Aim: List every row below that contains the string "bird", copying each row in full.

Supplied entries:
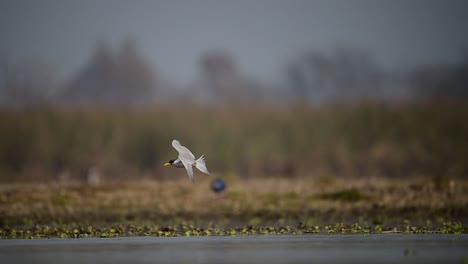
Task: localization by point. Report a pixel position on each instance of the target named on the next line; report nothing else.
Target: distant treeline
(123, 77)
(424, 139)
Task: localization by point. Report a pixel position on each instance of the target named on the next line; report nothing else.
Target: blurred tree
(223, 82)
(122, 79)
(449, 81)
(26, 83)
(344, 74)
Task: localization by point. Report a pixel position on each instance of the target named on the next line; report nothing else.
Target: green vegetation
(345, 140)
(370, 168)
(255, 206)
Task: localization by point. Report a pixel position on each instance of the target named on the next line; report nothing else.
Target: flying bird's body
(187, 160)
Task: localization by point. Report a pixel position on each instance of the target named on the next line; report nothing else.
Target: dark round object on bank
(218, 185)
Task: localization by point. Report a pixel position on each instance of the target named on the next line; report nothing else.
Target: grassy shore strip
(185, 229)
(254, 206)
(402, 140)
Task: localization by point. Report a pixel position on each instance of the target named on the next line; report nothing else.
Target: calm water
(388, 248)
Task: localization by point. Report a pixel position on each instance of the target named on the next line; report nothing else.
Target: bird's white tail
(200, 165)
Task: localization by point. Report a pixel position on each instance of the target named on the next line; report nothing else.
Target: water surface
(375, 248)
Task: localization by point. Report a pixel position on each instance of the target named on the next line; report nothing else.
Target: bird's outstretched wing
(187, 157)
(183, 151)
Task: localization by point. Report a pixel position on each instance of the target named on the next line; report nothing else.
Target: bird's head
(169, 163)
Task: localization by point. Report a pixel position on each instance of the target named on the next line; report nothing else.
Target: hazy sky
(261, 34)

==

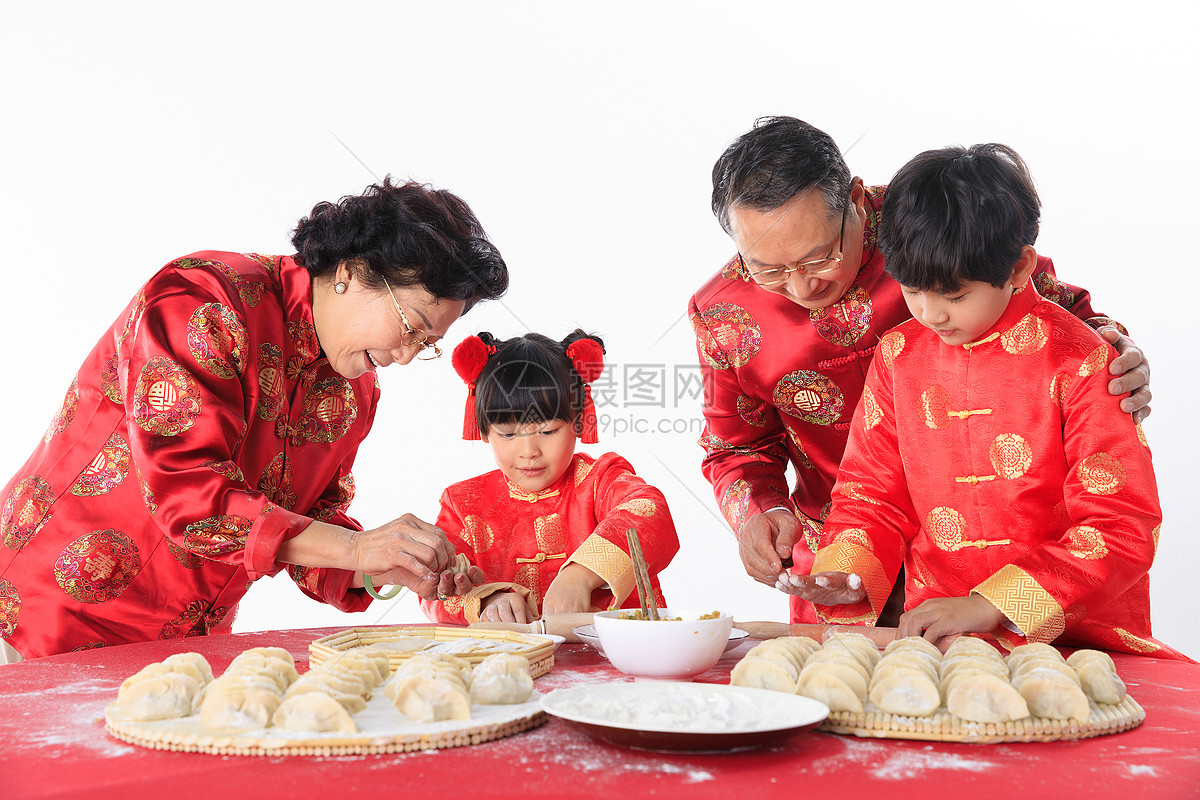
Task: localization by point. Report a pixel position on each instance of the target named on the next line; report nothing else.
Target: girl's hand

Completed task:
Target: flying bird's body
Target: bird's white tail
Target: bird's outstretched wing
Target: bird's head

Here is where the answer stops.